─── Data rows

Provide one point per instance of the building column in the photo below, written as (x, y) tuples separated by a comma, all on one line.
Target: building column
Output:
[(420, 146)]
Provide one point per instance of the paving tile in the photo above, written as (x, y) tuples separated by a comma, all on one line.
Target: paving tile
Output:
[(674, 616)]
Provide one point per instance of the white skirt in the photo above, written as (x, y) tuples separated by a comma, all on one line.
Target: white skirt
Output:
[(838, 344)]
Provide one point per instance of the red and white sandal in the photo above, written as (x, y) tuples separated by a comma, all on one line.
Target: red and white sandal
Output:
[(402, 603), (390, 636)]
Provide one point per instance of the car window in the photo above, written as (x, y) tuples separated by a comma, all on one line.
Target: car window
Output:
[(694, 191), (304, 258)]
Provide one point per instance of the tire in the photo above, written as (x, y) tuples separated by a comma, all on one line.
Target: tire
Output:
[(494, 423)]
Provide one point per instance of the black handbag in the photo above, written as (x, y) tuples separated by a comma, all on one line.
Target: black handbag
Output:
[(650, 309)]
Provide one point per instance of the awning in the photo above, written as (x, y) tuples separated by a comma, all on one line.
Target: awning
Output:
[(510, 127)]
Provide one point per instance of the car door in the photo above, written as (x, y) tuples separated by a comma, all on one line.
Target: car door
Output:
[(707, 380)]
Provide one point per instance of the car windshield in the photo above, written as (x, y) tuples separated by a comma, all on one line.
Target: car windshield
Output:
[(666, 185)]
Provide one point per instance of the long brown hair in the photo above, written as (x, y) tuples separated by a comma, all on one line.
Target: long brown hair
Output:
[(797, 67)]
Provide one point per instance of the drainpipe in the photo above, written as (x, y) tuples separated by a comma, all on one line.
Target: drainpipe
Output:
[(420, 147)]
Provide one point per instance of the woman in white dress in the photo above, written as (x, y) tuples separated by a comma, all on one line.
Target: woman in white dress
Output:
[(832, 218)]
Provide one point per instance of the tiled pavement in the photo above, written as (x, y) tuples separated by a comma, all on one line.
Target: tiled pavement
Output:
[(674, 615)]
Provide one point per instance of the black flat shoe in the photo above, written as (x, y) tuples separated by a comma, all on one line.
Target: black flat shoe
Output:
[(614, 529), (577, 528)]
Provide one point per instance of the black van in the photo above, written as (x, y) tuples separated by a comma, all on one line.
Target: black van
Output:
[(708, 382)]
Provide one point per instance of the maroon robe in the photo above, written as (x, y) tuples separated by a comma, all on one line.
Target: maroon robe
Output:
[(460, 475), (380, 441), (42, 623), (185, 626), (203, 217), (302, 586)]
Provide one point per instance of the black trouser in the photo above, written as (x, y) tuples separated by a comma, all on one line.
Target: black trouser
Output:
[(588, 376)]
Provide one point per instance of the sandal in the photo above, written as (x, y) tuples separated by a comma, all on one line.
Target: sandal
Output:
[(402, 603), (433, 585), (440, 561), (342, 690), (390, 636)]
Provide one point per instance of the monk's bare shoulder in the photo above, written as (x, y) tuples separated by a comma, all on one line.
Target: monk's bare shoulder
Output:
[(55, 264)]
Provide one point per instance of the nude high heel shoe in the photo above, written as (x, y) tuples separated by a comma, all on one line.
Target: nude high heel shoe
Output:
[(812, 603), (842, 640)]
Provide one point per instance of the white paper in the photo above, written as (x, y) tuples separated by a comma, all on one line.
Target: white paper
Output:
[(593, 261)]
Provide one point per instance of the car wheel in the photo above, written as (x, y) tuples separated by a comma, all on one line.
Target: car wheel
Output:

──────

● Objective
Copy every entry above word for word, keeping each line the same as it appears.

● Answer to the problem
Provide one point per instance of the building column in the photo below, written as (x, y) tuples separated by a comma, all on one line.
Target: building column
Output:
[(420, 146)]
Provide one point per instance of the paving tile in the photo above, written as (x, y) tuples separated by a comma, all on one line.
Target: paving tile
Output:
[(674, 616)]
Provide one point per instance of the white skirt in the photo above, written as (x, y) tuples separated by a comma, all on one line.
Target: white skirt
Output:
[(838, 344)]
Provide one point per instance of the red and white sandal in the photo above, written as (x, y) tuples separated by a comma, all on one line.
Target: red and white sandal
Output:
[(402, 603), (390, 636)]
Provide one point per instance of the car window in the photo above, written as (x, y) tuples separated by a comma, all on one line.
Target: car window
Output:
[(694, 191), (304, 258)]
Provide one point per instance of the tire in the photo above, written as (x, y) tuples separated by a comma, all on one line.
Target: tire
Output:
[(494, 423)]
Provide one point per instance of the black handbag in the photo above, written as (x, y) tuples separated by a comma, all on one line.
Target: black handbag
Output:
[(650, 309)]
Provide one point per instance of the awning in the photo above, written as (x, y) tuples separated by a comma, all on one line.
Target: awning
Output:
[(510, 127)]
Provide one point per instance of the car door in the photo above, written as (x, y) tuples separated by a comma, all on one line.
Target: car door
Output:
[(707, 380)]
Provide one point per instance of the car windshield in the photo above, written as (x, y) tuples separated by a comma, all on one line.
Target: car windshield
Output:
[(666, 185)]
Provide one point per instance of the long brown hair in the photo above, written as (x, y) tuples separated by a comma, all on one line.
Target: long brown hair
Output:
[(797, 67)]
Provide one point per instance of the drainpipe in the photo above, written as (x, y) tuples separated by a comma, all on one line.
Target: drainpipe
Output:
[(420, 147)]
Provide one point per instance of the woman in white dress in the photo above, written as (x, y) tuples separated by a comma, all on one line.
Target: woman in white dress
Output:
[(832, 218)]
Provide one point per instance of the tiled pavement in the photo above, written as (x, y) tuples separated by a comma, all on one line.
Target: tiled pavement
Output:
[(674, 615)]
Provide one point per instance of the black flat shoe in the photo above, written as (x, y) tuples separated by a comma, all on one line.
Target: black flat shoe
Output:
[(614, 529), (577, 528)]
Provide one point per instance of the black van in the photo above, written as (x, y) tuples separated by a comma, all on one line.
Target: black van
Output:
[(708, 382)]
Provide one point per instance of the maroon robe in the photo above, written as (x, y) tuples separated by a comma, all on one line.
Target: maroon robe
Output:
[(460, 475), (380, 441), (42, 623), (185, 626), (203, 217), (302, 586)]
Provide one point per instance of the black trouser in the photo above, written as (x, y) tuples separated by a comma, all on one line.
Target: black trouser
Output:
[(588, 376)]
Provide one point per instance of the sandal in the photo above, written as (x, y) tuples separated by a comma, all on one line.
Target: sandal
Output:
[(402, 603), (433, 585), (440, 561), (342, 690), (390, 636)]
Provide one point per instance of the monk's bare shoulder in the photo above, written as (x, y) tuples separated by a comma, all on one line.
Target: monk's bare shoulder
Output:
[(55, 264)]
Provide one point per instance of the nude high heel shoe in the photo above, written as (x, y) tuples separated by a comma, all on one line.
Target: nude high heel shoe
Output:
[(812, 603), (842, 640)]
Provide one point per instance of the white paper in the photo above, written as (x, y) tuples separated by a comma, all on one line.
Target: white paper
Output:
[(593, 261)]
Provide one point per instance of the car wheel in the photo above, written as (x, y) tuples separated by a comma, all on one line.
Target: car wheel
Output:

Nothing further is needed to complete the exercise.